Labeled contour records:
%%
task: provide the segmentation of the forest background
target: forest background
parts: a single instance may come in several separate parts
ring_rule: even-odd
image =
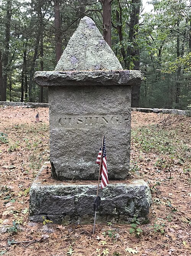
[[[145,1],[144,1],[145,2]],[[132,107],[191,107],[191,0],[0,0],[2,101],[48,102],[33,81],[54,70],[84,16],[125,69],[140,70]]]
%%
%%
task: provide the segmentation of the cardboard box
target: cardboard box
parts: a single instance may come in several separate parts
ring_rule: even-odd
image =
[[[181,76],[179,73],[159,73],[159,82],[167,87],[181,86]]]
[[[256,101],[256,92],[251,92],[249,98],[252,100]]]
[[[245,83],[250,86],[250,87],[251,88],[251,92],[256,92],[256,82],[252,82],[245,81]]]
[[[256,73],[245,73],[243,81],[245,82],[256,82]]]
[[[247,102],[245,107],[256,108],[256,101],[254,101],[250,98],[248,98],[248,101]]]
%%
--- Set problem ---
Recast everything from the line containing "task: provide the segmentation of the cardboard" down to the line containing "[[[256,73],[245,73],[243,81],[245,82],[256,82]]]", both included, as a JSON list of strings with one string per line and no blank lines.

--- Right answer ---
[
  "task: provide the segmentation of the cardboard box",
  "target: cardboard box",
  "parts: a single instance may come in several separate parts",
  "ring_rule: even-odd",
  "image =",
  "[[[181,76],[179,73],[159,73],[159,82],[167,87],[181,86]]]",
  "[[[256,101],[256,92],[251,92],[249,98],[252,100]]]",
  "[[[245,83],[250,86],[250,87],[251,88],[251,92],[256,92],[256,82],[252,82],[245,81]]]",
  "[[[256,73],[245,73],[243,81],[245,82],[256,82]]]"
]